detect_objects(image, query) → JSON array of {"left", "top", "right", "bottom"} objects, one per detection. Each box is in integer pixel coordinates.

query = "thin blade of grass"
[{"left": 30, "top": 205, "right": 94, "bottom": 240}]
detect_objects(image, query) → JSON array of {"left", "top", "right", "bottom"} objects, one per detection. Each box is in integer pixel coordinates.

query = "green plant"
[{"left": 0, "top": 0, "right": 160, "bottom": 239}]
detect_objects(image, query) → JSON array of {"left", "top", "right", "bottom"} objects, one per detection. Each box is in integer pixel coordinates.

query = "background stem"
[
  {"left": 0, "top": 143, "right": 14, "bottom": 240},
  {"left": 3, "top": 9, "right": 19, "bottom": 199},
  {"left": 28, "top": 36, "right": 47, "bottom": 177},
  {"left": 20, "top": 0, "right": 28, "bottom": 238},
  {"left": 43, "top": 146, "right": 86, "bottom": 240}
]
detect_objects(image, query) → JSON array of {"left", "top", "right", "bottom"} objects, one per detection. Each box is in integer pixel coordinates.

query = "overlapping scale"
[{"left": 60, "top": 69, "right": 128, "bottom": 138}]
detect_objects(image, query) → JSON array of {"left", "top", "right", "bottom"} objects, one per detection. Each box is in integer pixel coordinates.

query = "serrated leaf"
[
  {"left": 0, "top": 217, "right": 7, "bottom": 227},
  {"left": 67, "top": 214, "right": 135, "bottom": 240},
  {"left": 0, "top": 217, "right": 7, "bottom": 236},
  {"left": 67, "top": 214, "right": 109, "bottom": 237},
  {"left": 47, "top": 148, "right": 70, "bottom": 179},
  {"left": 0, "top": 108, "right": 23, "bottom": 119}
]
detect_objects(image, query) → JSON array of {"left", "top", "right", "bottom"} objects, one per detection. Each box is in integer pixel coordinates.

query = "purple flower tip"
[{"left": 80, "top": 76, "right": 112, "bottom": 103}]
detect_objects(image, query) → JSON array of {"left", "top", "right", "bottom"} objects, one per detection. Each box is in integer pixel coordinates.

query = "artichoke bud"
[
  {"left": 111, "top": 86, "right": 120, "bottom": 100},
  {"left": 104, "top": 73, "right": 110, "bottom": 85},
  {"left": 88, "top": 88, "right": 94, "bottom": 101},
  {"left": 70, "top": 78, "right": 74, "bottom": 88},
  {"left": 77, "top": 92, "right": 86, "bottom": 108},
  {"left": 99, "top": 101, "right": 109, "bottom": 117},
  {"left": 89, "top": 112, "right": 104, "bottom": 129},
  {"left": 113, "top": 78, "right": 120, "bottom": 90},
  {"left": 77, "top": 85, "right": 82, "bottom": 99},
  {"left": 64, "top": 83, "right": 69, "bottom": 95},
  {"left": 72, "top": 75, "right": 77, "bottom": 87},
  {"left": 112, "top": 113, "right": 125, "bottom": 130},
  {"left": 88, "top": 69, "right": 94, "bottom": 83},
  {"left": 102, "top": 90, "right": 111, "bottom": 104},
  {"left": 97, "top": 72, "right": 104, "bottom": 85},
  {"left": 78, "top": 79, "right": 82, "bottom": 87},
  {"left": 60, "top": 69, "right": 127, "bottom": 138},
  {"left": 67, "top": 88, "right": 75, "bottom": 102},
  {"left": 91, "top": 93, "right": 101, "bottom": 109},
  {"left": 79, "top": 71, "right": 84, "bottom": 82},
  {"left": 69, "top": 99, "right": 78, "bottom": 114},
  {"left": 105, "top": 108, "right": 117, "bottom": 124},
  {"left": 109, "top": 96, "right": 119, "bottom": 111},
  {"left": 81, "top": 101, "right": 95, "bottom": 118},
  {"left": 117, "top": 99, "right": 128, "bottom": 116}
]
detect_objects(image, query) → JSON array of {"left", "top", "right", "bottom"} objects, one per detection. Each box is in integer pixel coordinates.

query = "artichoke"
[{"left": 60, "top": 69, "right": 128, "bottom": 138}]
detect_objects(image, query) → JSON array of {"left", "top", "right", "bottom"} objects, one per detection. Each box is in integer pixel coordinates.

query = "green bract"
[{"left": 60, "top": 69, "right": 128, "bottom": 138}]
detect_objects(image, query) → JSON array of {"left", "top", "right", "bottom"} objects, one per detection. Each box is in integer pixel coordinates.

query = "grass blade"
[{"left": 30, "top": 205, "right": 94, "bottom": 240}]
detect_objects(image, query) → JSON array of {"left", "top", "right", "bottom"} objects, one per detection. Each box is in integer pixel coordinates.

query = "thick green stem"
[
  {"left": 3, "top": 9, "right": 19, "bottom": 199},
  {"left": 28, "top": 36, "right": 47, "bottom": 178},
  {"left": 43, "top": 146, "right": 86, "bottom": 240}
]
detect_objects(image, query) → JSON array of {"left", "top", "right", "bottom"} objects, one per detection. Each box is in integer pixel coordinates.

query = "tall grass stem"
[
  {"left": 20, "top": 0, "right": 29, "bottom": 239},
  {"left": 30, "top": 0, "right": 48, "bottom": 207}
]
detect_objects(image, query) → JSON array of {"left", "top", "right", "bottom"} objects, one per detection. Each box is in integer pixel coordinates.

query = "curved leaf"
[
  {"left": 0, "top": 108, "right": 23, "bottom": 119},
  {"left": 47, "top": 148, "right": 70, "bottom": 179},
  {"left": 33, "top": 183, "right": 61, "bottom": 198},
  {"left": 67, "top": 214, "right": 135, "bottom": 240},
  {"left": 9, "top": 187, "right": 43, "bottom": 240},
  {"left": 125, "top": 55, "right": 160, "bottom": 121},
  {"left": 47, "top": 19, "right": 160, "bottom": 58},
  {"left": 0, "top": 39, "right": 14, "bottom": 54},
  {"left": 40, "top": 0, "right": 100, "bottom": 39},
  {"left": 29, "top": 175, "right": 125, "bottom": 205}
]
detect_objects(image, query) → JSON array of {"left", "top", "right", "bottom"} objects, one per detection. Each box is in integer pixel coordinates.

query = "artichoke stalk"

○ ○ ○ ○

For every record above, print an exact copy.

- _OUTPUT FOR THIS EXERCISE_:
detect_objects(image, query) → JSON array of {"left", "top", "right", "bottom"} objects, one per detection. Each box is in integer pixel coordinates.

query = "thin blade of grass"
[{"left": 30, "top": 205, "right": 94, "bottom": 240}]
detect_objects(image, query) → JSON array of {"left", "top", "right", "bottom"} objects, one per detection. Each box is in integer pixel coordinates.

query = "green plant"
[{"left": 0, "top": 0, "right": 160, "bottom": 239}]
detect_objects(image, query) → JSON array of {"left", "top", "right", "bottom"} objects, one per detection. Each box is in integer pixel coordinates.

query = "background stem"
[
  {"left": 0, "top": 143, "right": 14, "bottom": 240},
  {"left": 3, "top": 9, "right": 19, "bottom": 199},
  {"left": 28, "top": 36, "right": 47, "bottom": 177},
  {"left": 20, "top": 0, "right": 28, "bottom": 238},
  {"left": 43, "top": 146, "right": 86, "bottom": 240}
]
detect_objects(image, query) → JSON array of {"left", "top", "right", "bottom"} objects, one per detection. Each box is in integer pixel coordinates.

query = "overlapping scale"
[{"left": 60, "top": 69, "right": 128, "bottom": 138}]
detect_objects(image, query) → JSON array of {"left", "top", "right", "bottom"} objects, one per detection. Each box is in integer pixel coordinates.

query = "serrated leaf"
[
  {"left": 0, "top": 217, "right": 7, "bottom": 227},
  {"left": 67, "top": 214, "right": 135, "bottom": 240},
  {"left": 0, "top": 217, "right": 7, "bottom": 236},
  {"left": 67, "top": 214, "right": 109, "bottom": 237},
  {"left": 47, "top": 148, "right": 70, "bottom": 179},
  {"left": 0, "top": 108, "right": 23, "bottom": 119}
]
detect_objects(image, query) → JSON array of {"left", "top", "right", "bottom"} objects, one per detection. Each box is in integer pixel coordinates.

query = "purple flower tip"
[{"left": 80, "top": 76, "right": 112, "bottom": 103}]
detect_objects(image, query) → JSON array of {"left", "top", "right", "bottom"} objects, one per detection. Each box is in integer pixel coordinates.

query = "artichoke bud"
[
  {"left": 111, "top": 86, "right": 120, "bottom": 100},
  {"left": 104, "top": 73, "right": 110, "bottom": 85},
  {"left": 88, "top": 88, "right": 94, "bottom": 101},
  {"left": 70, "top": 78, "right": 74, "bottom": 88},
  {"left": 77, "top": 92, "right": 86, "bottom": 108},
  {"left": 99, "top": 101, "right": 109, "bottom": 117},
  {"left": 89, "top": 112, "right": 104, "bottom": 129},
  {"left": 113, "top": 78, "right": 120, "bottom": 90},
  {"left": 77, "top": 85, "right": 82, "bottom": 99},
  {"left": 64, "top": 83, "right": 69, "bottom": 95},
  {"left": 72, "top": 75, "right": 77, "bottom": 87},
  {"left": 112, "top": 113, "right": 125, "bottom": 130},
  {"left": 88, "top": 69, "right": 94, "bottom": 83},
  {"left": 102, "top": 90, "right": 111, "bottom": 104},
  {"left": 97, "top": 72, "right": 104, "bottom": 85},
  {"left": 78, "top": 79, "right": 82, "bottom": 87},
  {"left": 60, "top": 69, "right": 127, "bottom": 138},
  {"left": 67, "top": 88, "right": 75, "bottom": 102},
  {"left": 91, "top": 93, "right": 101, "bottom": 109},
  {"left": 79, "top": 71, "right": 84, "bottom": 82},
  {"left": 69, "top": 99, "right": 78, "bottom": 114},
  {"left": 105, "top": 108, "right": 117, "bottom": 124},
  {"left": 109, "top": 96, "right": 119, "bottom": 111},
  {"left": 81, "top": 101, "right": 95, "bottom": 118},
  {"left": 117, "top": 99, "right": 128, "bottom": 116}
]
detect_objects(image, query) → JSON array of {"left", "top", "right", "bottom"} objects, one per detection. Each box is in integer pixel coordinates.

query = "artichoke"
[{"left": 60, "top": 69, "right": 128, "bottom": 138}]
detect_objects(image, query) → JSON array of {"left", "top", "right", "bottom"} objects, one per detection. Each box is in integer pixel coordinates.

query = "green bract"
[{"left": 60, "top": 69, "right": 128, "bottom": 138}]
detect_objects(image, query) → JSON array of {"left", "top", "right", "bottom"} objects, one per detection. Each box is in integer pixel coordinates.

query = "grass blade"
[{"left": 30, "top": 205, "right": 94, "bottom": 240}]
detect_objects(image, query) → JSON array of {"left", "top", "right", "bottom"} objects, one per detection. Each box is in integer pixel coordinates.

query = "thick green stem"
[
  {"left": 3, "top": 9, "right": 19, "bottom": 199},
  {"left": 28, "top": 36, "right": 47, "bottom": 178},
  {"left": 43, "top": 146, "right": 86, "bottom": 240}
]
detect_objects(image, query) → JSON array of {"left", "top", "right", "bottom"} objects, one per detection. Each box is in integer pixel coordinates.

query = "tall grass stem"
[
  {"left": 20, "top": 0, "right": 29, "bottom": 239},
  {"left": 30, "top": 0, "right": 48, "bottom": 207}
]
detect_objects(image, query) → JSON array of {"left", "top", "right", "bottom"} objects, one per detection. Each box is in integer pixel coordinates.

query = "curved leaf"
[
  {"left": 0, "top": 108, "right": 23, "bottom": 119},
  {"left": 47, "top": 148, "right": 70, "bottom": 179},
  {"left": 33, "top": 183, "right": 61, "bottom": 198},
  {"left": 67, "top": 214, "right": 135, "bottom": 240},
  {"left": 9, "top": 187, "right": 43, "bottom": 240},
  {"left": 125, "top": 55, "right": 160, "bottom": 121},
  {"left": 47, "top": 19, "right": 160, "bottom": 58},
  {"left": 0, "top": 39, "right": 14, "bottom": 54},
  {"left": 40, "top": 0, "right": 100, "bottom": 39},
  {"left": 29, "top": 175, "right": 125, "bottom": 205}
]
detect_objects(image, query) → JSON array of {"left", "top", "right", "bottom"} objects, one per detection. Each box is in integer pixel coordinates.

query = "artichoke stalk"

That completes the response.